Have you ever pretrained the vae or unet in anytext_v1.1.ckpt？

Zhaohuii-Wang commented 2 months ago

I found that the unet parameters in anytext_sd15_scratch.ckpt(from sd1.5) and anytext_v1.1.ckpt are not the same. Have you ever pretrained the vae or unet in anytext_v1.1.ckpt？If so, which contradicts that the unet is frozen in the paper. At the same time, when I use about 200000 of my own data(maybe difficult to be generated, because they are real handwriting paper images) finetune anytext_sd15_scratch.ckpt, I find that it is almost impossible to produce effective glyphs. The ablation experiment in the paper (200000 data) uses anytext_sd15_scratch.ckpt or anytext_v1.1.ckpt. Whether a large amount of data is needed to support the generation of valid glyphs? Thanks!

tyxsspa commented 2 months ago

Hi, all unet or vae weights are frozen during training. For anytext_v1.1.ckpt, the unet was replaced with a community model(Realistic_Vision) which is more aesthetically appealing than original SD1.5(as mentioned in Appendix 7 in the paper). All ablation exps are trained using anytext_sd15_scratch.ckpt, which trains anytext "from scratch" except some copied weights from unet in base model. Regarding your training issue, I wonder if the OCR annotations are accurate enough for your handwriting paper images? if so, it probably has no problem for training(change back anytext_v1.1.ckpt's unet to original SD1.5 and continue training may be better than training from scratch); if not, say, the handwriting characters are too hard for the OCR model to recognize, it might indeed not suitable for training. BTW, would you like to share one or two of your handwtring paper images?

Zhaohuii-Wang commented 2 months ago

Of course, these are a few examples of my training process, which is the result of retraining my vae and unlocking all unet parameters in the training process of controlnet. In my data, there are not only handwriting, but also a lot of print, more than 95% of which are paper data of the real scene. Training log image, it worked well: masked text is "super" masked text is "fish" Just change the mask position and text: The "r" of ”tensor" becomes "k", there are other errors in the verification set, for example, some textures in inpainting are confused and unreal. If I do not replace vae, the model seems to be difficult to adapt to my data, and the generated glyphs being bold, obviously different from the surrounding texture, very unreal. And because of the replacement of vae, i need to unlock the unet or replace it with a unet that uses my data to pretrained to adapt to the data distribution, otherwise the decoded image will be very cluttered. But the problem is that if I use anytext_v1.1.ckpt to unlock finetune, it works well during training, but in the case of verification set or just replacing the mask position, the effect will decline, and if I finetune the anytext_sd15_scratch.ckpt or my own pretrained unet, I will not be able to generate valid glyphs. the true text is "proud"

************

Challenges —
(A) Condense the paragraph of the AnyText thread that begins "Hi, all unet or vae weights are frozen during training" into a short bulleted list that keeps its main facts.
(B) Continue the AnyText thread past its last sentence.
The rows have no connection to the AnyText thread.

Rows from a dataset
************

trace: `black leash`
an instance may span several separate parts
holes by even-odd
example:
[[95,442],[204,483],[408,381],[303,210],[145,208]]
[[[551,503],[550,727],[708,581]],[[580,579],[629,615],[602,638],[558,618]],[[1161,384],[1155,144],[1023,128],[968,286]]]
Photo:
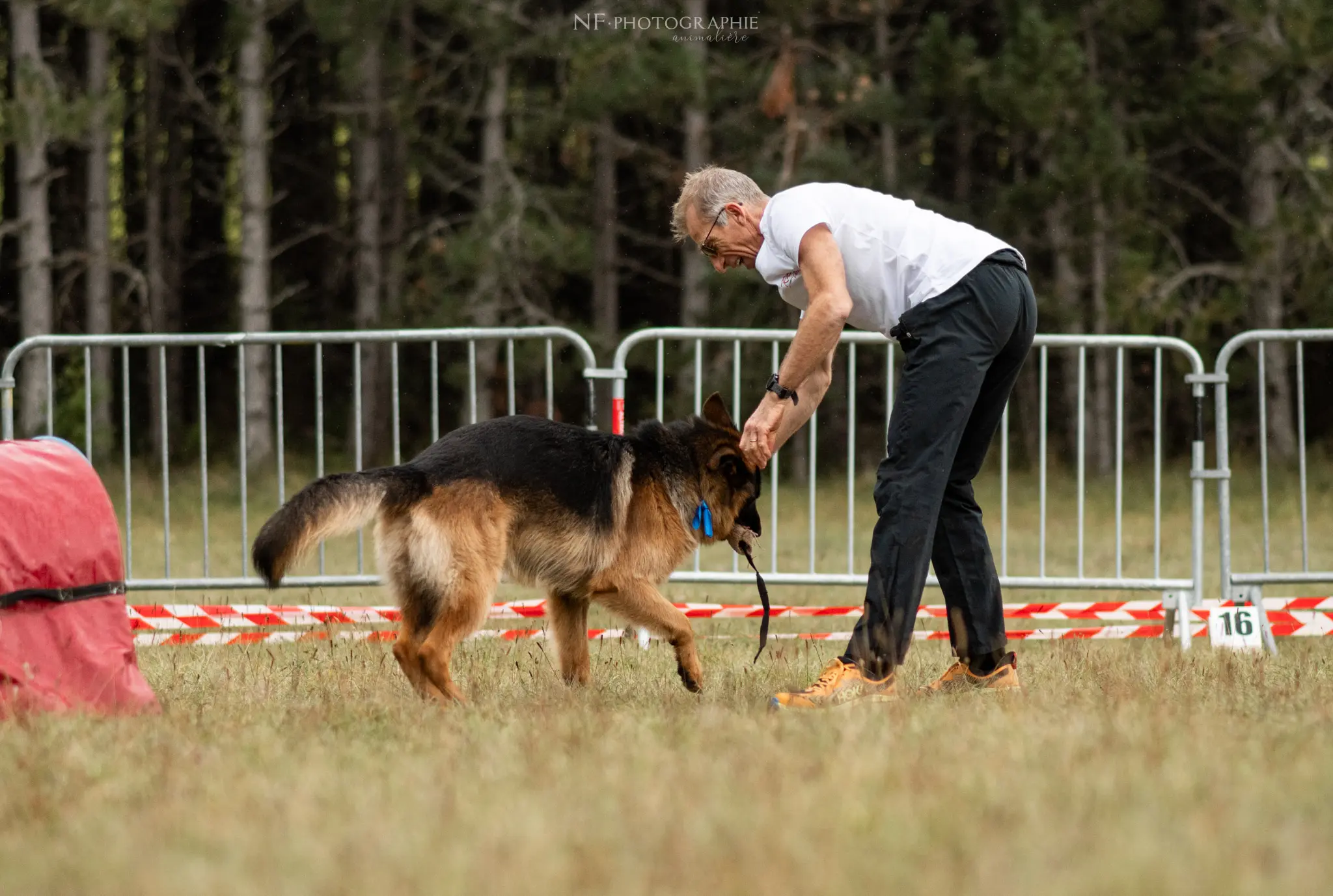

************

Results for each task —
(A)
- All unet and vae weights stay frozen during training.
- In anytext_v1.1.ckpt, the unet was replaced with the community model Realistic_Vision, which is more aesthetically appealing than the original SD1.5 (Appendix 7 of the paper).
- All ablation experiments were trained with anytext_sd15_scratch.ckpt, which trains AnyText "from scratch" apart from some weights copied from the base model's unet.
- Training on the handwriting paper images depends on whether their OCR annotations are accurate enough:
  - If they are, training should work. Putting the original SD1.5 unet back into anytext_v1.1.ckpt and continuing training may be better than starting from scratch.
  - If the handwriting is too hard for the OCR model to recognize, the images may not be suitable for training.
- The commenter is asked to share one or two of the handwriting paper images.

(B)
tyxsspa commented 2 months ago

it works well during training, but in the case of verification set or just replacing the mask position, the effect will decline

obviously, the model has overfitting on the training data. I think unlocking all unet parameters and training on only 200,000 images will inevitably cause that.

and if I finetune the anytext_sd15_scratch.ckpt or my own pretrained unet, I will not be able to generate valid glyphs

also replaced with your own pretrained vae right? This seems like underfitting on this small but hard dataset.

In my opinion, first, as you have trained your own vae on this specific data, sure you need replace it in anytext_v1.1.ckpt. Then, as the latent space has changed, you must also use the matched pretrained unet, rather than unlock all unet during training(may cause overfitting on small and specific dataset). During training, I think freeze your own pretrained vae and unet is necessary, and fintuning all other weights on AnyWord-3M, which anytext_v1.1.ckpt is original trianed. After all other weights match with the new vae and unet, and gain on the previous capacity on a relatively large dataset(3M), you can try finetuning on your own small but hard data.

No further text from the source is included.